BEGIN Record extracts

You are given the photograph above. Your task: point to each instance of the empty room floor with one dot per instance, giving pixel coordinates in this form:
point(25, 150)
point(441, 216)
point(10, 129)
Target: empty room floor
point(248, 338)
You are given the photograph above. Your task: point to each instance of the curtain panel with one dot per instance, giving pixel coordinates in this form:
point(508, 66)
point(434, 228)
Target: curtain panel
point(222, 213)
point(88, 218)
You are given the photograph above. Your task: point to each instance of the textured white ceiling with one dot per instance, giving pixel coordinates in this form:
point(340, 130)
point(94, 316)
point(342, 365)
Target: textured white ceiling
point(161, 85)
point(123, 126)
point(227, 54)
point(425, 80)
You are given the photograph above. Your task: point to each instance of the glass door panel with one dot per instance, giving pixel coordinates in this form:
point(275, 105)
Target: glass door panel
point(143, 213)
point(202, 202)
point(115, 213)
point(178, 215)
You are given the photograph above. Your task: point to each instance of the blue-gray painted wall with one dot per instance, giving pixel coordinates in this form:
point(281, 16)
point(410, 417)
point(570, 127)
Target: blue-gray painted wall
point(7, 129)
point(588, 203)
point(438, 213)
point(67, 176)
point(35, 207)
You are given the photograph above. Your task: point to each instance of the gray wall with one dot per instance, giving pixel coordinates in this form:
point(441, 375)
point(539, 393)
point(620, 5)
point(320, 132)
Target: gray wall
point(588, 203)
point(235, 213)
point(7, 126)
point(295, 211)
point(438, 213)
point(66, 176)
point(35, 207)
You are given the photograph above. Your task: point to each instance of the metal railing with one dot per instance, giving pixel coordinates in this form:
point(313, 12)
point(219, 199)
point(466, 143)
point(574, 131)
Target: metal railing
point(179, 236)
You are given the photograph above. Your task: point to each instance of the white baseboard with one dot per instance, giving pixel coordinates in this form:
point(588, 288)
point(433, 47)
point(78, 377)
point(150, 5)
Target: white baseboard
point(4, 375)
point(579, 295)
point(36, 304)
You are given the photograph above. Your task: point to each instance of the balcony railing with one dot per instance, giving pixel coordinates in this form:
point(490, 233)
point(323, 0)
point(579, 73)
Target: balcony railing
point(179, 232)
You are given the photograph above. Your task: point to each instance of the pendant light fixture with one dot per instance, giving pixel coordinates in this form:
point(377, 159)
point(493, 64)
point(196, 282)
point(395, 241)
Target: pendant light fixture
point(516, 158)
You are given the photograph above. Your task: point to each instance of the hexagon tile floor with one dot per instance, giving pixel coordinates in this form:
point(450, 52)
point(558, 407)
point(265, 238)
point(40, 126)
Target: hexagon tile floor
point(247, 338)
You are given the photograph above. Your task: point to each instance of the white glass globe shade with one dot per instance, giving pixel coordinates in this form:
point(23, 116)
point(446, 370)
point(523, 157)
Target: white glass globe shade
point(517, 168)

END Record extracts

Your answer should hold exactly the lines from the one containing "point(40, 126)" through the end of the entries above, and nothing else.

point(40, 126)
Target: hexagon tile floor
point(247, 338)
You are given the photograph above. Your task: point to each instance of the white glass globe shade with one dot per instance, giving pixel coordinates in this form:
point(23, 116)
point(446, 370)
point(523, 157)
Target: white glass globe shade
point(517, 168)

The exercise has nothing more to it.